▼▼▼

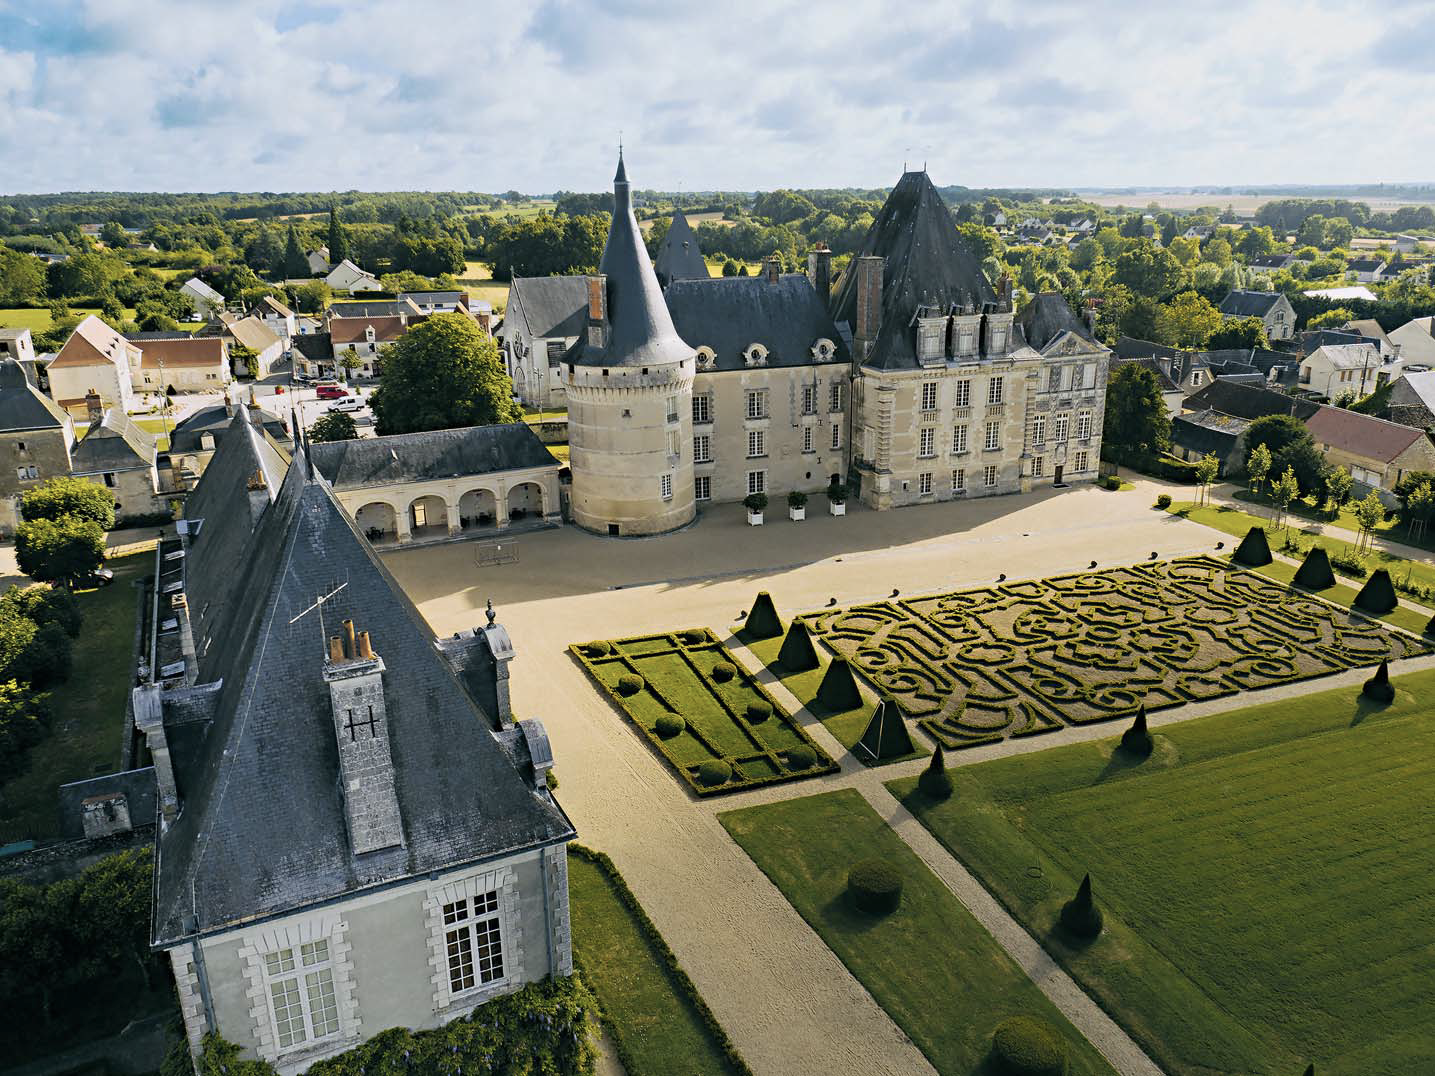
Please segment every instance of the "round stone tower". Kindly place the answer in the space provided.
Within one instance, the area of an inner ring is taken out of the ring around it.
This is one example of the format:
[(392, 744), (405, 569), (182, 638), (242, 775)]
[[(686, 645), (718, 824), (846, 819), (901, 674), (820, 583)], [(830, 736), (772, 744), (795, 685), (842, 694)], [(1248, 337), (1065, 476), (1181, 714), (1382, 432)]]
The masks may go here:
[(618, 154), (613, 223), (588, 278), (583, 346), (563, 367), (573, 521), (661, 534), (692, 521), (693, 349), (668, 314)]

▲▲▲

• [What the task requires]:
Skip every picture, and give the rest of the material above again exactly.

• [Response]:
Please segment every instance of the "round stone tower". Kindly place the answer in the space provided.
Within one instance, the area of an inner ring is taken out of the ring around it.
This is one example of the format:
[(392, 744), (405, 569), (182, 638), (242, 775)]
[[(686, 645), (718, 824), (846, 819), (901, 674), (820, 583)], [(830, 736), (772, 744), (795, 685), (842, 694)], [(1248, 337), (1065, 476), (1181, 714), (1382, 432)]]
The masks may go here:
[(618, 154), (613, 223), (588, 278), (583, 346), (563, 367), (573, 521), (661, 534), (692, 521), (693, 349), (668, 314)]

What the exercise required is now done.